* GOAL:
Transcribe every row below word for word, and leave the pictures out of your answer.

* RECORDED INFORMATION:
begin
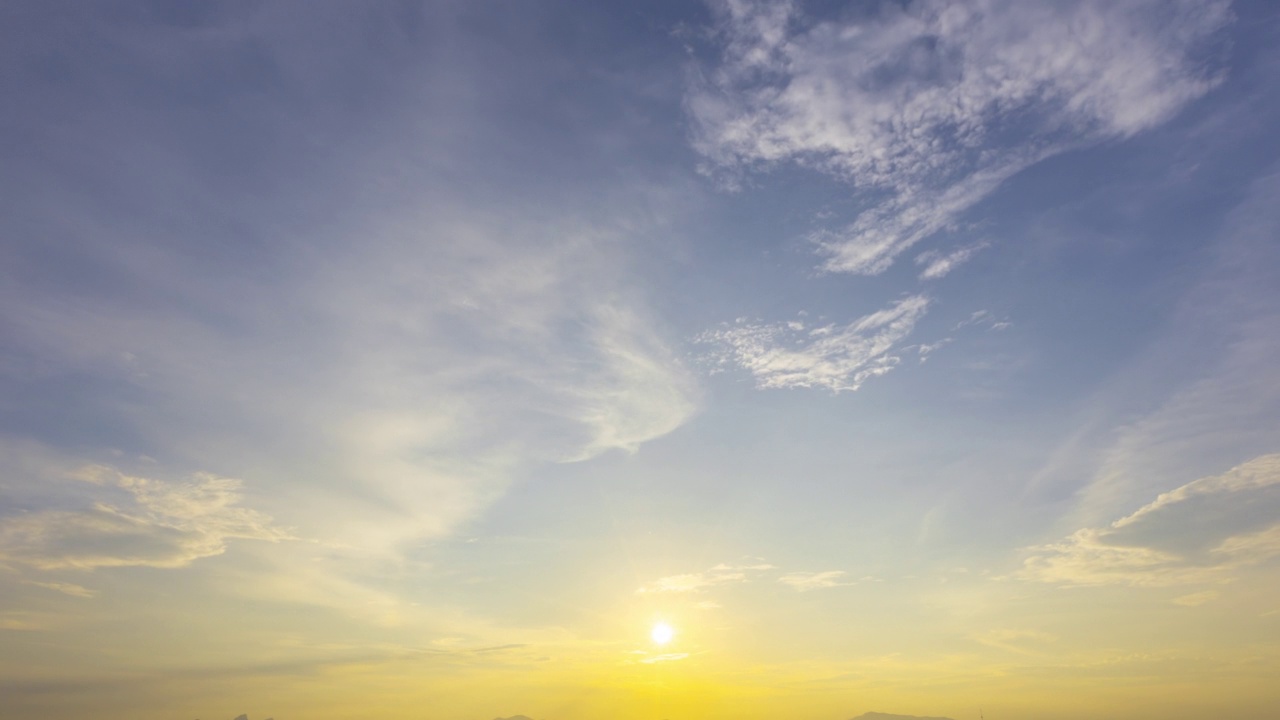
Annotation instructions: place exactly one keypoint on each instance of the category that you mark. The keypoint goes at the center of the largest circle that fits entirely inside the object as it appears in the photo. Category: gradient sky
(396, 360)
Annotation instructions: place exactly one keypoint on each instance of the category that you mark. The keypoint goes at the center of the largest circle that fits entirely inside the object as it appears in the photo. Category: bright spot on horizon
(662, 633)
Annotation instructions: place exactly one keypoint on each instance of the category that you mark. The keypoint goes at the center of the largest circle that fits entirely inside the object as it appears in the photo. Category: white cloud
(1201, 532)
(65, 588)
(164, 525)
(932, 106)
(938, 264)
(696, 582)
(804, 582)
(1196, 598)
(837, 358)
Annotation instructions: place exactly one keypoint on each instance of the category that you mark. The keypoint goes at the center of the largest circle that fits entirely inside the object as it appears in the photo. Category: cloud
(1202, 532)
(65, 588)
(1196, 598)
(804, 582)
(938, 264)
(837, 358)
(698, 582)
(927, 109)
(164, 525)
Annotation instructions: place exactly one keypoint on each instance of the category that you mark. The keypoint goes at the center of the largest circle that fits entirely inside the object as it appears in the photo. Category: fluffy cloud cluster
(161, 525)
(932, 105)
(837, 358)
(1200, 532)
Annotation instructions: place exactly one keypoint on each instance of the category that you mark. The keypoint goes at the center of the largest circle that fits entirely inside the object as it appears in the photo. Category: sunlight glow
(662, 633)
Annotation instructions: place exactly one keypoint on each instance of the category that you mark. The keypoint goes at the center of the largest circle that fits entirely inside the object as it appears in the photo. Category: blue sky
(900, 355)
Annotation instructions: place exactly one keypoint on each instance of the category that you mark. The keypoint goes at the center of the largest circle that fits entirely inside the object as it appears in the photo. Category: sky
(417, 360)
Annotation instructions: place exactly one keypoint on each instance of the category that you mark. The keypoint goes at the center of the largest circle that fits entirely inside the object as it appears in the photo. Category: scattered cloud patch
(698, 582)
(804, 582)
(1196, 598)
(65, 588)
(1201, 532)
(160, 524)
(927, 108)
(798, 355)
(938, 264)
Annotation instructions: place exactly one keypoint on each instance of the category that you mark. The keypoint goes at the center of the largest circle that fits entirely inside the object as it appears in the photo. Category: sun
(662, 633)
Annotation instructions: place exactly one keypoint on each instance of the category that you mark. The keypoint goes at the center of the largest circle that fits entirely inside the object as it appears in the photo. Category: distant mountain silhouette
end
* ANSWER IN FULL:
Annotation instructions: place exactly one keypoint on each instance of the category that you mark. The keypoint goes at the center of the largest circle that fits entirely inside the object as it appears in the photo. Category: gradient sky
(396, 360)
Annotation instructions: place exactly one keypoint on each instance of the category that you mark. The keypoint goes at the center of the largest circle that fits entirely inside the object as it appears in the photo. Category: bright spot on horizon
(662, 633)
Annotation instructions: place exactly one keypoint on each instance of the category that you mark. The keypoint goes at the center of the largest circle that fits entirely inside the object as it appears in the photo. Category: white cloud
(1201, 532)
(65, 588)
(164, 525)
(932, 106)
(938, 264)
(696, 582)
(804, 582)
(1196, 598)
(837, 358)
Annotation instructions: place exactly one keypoint on each instance of the category that you mark. The keypoint goes at the center of the largest circle that fits entirely inside the object as it appears in the photo. Category: cloud
(1202, 532)
(65, 588)
(1196, 598)
(804, 582)
(938, 264)
(837, 358)
(698, 582)
(927, 109)
(164, 525)
Annotation instructions: place exactly one keypoint on each instance of the category that you mark. The keypoint goes at the center of the largest circle that fits entirely inside the object as it appears in the photo. Category: fluffy cloud cluster
(161, 525)
(932, 105)
(837, 358)
(1200, 532)
Annotation instructions: place exactly one keypoint on each instance of the category that you mark. The keypoint goes at the center of the largest circle that fits entirely inside the object as it appears in the photo. Category: sunlight glow
(662, 633)
Annotation instructions: place exactly one keypoint on each instance of the category that you mark. The keypoint goes at the center of the largest circle that fits entirely inside the object as it appears in the photo. Category: blue sky
(900, 355)
Annotation instructions: place exactly one keypoint on each instance of the category that you mark. The keypoint goes at the center of the largest circle that fits entirely inside the object as it appears in the photo. Category: sky
(417, 360)
Annotation instructions: place exactly one keypoint on each instance of the category that you mark. The keypoint goes at the center of the largest circle that fits entirely inside the object as it appears in the photo. Category: scattered cloud patch
(698, 582)
(804, 582)
(1196, 598)
(65, 588)
(1201, 532)
(160, 524)
(927, 108)
(798, 355)
(938, 264)
Annotation instructions: place exactly one keypoint on each instance of the category that you mark. The keypoint goes at the center of the largest circle that fits entirely inside the object as it appears in the photo. Category: sun
(662, 633)
Annotation instructions: place exactly one keypoint on each instance of the category that you mark. The keypoint goes at the center of the largest circle that fits entirely inside the object as it appears in the photo. Category: distant mountain silhouette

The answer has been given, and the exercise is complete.